GCP Observability and Monitoring: The Ins and Outs
Google Cloud Platform (GCP) is similar in most respects to all of the other major public clouds, like Microsoft Azure and Amazon Web Services. By extension, you can monitor and observe GCP resources in the same basic way that you would monitor any public cloud environment.
Though similar, GCP isn’t identical to other public clouds. It has different cloud services, different levels of customization, as well as different monitoring tools. In addition, Google Cloud’s native tools aren’t very useful for managing private servers or data centers. For these reasons, organizations that deploy workloads on GCP need to adapt their monitoring and observability workflows to meet the unique requirements of GCP.
This article explains the fundamentals of GCP monitoring and observability by identifying the types of workloads you can monitor in GCP, available monitoring tools from both GCP and third parties, as well as what to consider when developing a GCP observability strategy.
Understanding Your GCP Monitoring Needs
Like other major public clouds, GCP offers a variety of cloud computing services, each designed to host different workloads or different parts of a workload. Among the most important cloud services on GCP are these services:
- Virtual machine instances (Google Compute Engine)
- Databases (Google Cloud Databases)
- Object storage (Google Cloud Storage)
- Serverless functions (Google Cloud Functions)
- Containers (hosted in Google Kubernetes Engine)
GCP provides many other cloud computing services, but the services described above are the bread-and-butter elements that most teams would use to construct a GCP environment.
Because each type of cloud service on GCP exposes different types of metrics, it typically makes the most sense to plan your monitoring strategy based on the types of cloud services you use. Different cloud services may require different monitoring and analytics techniques due to the unique metrics that each service generates.
The first step in planning a GCP observability strategy is determining which specific cloud services your workloads use in GCP. Then, you can read the Google Cloud metrics documentation to determine which types of metrics are available for those services. If you run workloads hosted in VMs using Compute Engine, you have an entirely different set of metrics to collect than you do for workloads running in Google Kubernetes Engine.
Google Cloud Monitoring Tools
Like the other major public clouds, Google Cloud provides several native tools to help teams collect and analyze metrics from across its various cloud services. These tools are useful for basic metrics collection and interpretation. But GCP’s native monitoring solutions typically aren’t enough for complex monitoring needs.
Google Cloud Monitoring
The most important monitoring and observability tool in GCP is Cloud Monitoring. Cloud Monitoring is a SaaS product that lets you:
- Collect metrics from most Google Cloud services.
- Visualize service status and health using graphs and charts.

(Object pointing dataset rows)
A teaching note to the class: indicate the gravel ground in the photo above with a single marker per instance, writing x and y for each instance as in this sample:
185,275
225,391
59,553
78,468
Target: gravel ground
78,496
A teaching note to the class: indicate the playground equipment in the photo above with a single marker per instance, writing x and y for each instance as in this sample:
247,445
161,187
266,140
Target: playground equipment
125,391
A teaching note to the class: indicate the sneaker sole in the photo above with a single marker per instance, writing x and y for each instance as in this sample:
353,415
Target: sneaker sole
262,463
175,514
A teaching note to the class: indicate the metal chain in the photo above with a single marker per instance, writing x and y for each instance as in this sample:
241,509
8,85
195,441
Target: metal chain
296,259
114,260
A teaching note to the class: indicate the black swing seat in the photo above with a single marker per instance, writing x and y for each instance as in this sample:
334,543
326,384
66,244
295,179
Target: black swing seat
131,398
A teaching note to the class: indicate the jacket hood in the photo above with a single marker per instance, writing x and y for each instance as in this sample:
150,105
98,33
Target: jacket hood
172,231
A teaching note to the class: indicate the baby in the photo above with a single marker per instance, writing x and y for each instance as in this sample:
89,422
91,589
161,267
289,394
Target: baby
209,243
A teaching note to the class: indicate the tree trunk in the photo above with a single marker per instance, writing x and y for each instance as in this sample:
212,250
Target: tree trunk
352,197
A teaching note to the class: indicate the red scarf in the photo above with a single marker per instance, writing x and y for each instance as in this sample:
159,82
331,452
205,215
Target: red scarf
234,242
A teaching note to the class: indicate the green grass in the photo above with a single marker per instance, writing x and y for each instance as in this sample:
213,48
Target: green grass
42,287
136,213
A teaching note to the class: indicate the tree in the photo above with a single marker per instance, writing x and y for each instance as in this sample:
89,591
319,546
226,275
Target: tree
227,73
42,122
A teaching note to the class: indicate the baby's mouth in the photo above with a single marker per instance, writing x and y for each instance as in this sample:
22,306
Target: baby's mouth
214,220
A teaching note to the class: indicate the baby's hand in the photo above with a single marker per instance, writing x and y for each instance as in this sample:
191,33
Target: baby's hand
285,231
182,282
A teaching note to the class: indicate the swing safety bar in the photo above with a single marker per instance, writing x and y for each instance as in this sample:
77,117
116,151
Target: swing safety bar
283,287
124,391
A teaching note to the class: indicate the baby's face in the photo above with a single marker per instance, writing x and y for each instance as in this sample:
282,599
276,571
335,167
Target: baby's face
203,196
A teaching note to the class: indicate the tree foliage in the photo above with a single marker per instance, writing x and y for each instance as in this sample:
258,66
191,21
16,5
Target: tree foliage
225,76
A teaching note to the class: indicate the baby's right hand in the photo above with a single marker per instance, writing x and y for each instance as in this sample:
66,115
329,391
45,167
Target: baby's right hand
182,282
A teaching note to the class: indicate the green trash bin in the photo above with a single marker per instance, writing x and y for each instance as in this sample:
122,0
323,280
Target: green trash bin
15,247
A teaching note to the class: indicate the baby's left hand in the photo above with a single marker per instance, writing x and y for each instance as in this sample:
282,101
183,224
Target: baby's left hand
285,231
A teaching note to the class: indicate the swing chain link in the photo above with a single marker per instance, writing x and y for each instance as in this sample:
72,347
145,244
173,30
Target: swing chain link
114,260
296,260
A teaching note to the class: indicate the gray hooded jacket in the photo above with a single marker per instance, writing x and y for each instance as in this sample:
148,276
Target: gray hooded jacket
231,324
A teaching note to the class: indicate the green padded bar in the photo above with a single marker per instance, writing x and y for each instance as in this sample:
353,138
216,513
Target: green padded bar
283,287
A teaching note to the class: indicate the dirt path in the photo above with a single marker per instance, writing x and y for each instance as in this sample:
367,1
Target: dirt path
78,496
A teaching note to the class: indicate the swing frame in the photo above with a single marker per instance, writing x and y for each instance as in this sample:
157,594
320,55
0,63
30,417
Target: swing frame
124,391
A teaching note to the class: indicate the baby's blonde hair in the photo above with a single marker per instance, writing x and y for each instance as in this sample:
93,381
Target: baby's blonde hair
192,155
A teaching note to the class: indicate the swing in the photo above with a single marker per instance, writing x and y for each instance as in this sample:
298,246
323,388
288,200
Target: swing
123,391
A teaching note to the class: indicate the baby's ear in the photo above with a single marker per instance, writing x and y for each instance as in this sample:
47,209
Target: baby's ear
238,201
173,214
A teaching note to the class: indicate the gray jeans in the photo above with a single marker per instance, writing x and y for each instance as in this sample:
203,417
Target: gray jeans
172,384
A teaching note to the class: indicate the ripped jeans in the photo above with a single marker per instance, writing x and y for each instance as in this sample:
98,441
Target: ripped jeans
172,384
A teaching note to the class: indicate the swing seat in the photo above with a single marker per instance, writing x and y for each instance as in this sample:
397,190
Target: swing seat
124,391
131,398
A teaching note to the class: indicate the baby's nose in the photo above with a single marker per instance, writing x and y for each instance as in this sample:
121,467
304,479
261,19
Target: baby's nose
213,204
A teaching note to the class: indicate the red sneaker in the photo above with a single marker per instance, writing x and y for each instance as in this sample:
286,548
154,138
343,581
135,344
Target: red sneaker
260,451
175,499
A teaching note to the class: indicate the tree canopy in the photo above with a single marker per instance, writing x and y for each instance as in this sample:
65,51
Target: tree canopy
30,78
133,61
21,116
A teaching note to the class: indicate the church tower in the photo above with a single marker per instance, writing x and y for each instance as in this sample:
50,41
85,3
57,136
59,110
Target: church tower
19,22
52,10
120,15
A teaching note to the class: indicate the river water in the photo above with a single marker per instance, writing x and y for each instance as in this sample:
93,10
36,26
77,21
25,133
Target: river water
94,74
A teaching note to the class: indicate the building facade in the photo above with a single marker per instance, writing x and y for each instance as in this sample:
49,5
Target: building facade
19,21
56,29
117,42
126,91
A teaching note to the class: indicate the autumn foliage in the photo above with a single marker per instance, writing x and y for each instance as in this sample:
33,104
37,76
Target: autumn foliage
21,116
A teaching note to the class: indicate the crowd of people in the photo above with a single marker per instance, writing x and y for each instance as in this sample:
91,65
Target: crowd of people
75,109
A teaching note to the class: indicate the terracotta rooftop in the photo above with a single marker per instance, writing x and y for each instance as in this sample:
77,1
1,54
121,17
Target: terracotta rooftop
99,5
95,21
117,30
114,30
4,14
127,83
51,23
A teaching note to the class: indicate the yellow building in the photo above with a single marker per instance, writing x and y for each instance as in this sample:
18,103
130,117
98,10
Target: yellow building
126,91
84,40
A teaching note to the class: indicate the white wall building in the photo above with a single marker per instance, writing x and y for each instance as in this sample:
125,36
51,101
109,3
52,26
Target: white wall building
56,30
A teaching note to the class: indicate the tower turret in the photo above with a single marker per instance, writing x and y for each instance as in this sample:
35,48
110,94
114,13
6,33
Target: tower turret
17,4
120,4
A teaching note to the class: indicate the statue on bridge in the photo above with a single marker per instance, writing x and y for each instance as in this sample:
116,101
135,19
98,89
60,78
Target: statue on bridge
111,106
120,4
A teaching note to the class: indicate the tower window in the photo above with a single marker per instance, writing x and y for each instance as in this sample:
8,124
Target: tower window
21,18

## REQUIRED WORK
1 > According to the GCP monitoring article, why does it usually make sense to plan a monitoring strategy around the types of cloud services in use? Answer in one to three sentences.
2 > In the GCP monitoring article, what kind of product is Cloud Monitoring said to be?
3 > From the GCP monitoring article, copy the stretch from "- Databases (Google" through "each service generates.".
None of the object pointing data is needed for this work.

## ANSWERS GIVEN
1 > Each type of cloud service on GCP exposes different types of metrics. Because each service generates its own unique metrics, different services may require different monitoring and analytics techniques.

2 > It is a SaaS product.

3 >
- Databases (Google Cloud Databases)
- Object storage (Google Cloud Storage)
- Serverless functions (Google Cloud Functions)
- Containers (hosted in Google Kubernetes Engine)
GCP provides many other cloud computing services, but the services described above are the bread-and-butter elements that most teams would use to construct a GCP environment.
Because each type of cloud service on GCP exposes different types of metrics, it typically makes the most sense to plan your monitoring strategy based on the types of cloud services you use. Different cloud services may require different monitoring and analytics techniques due to the unique metrics that each service generates.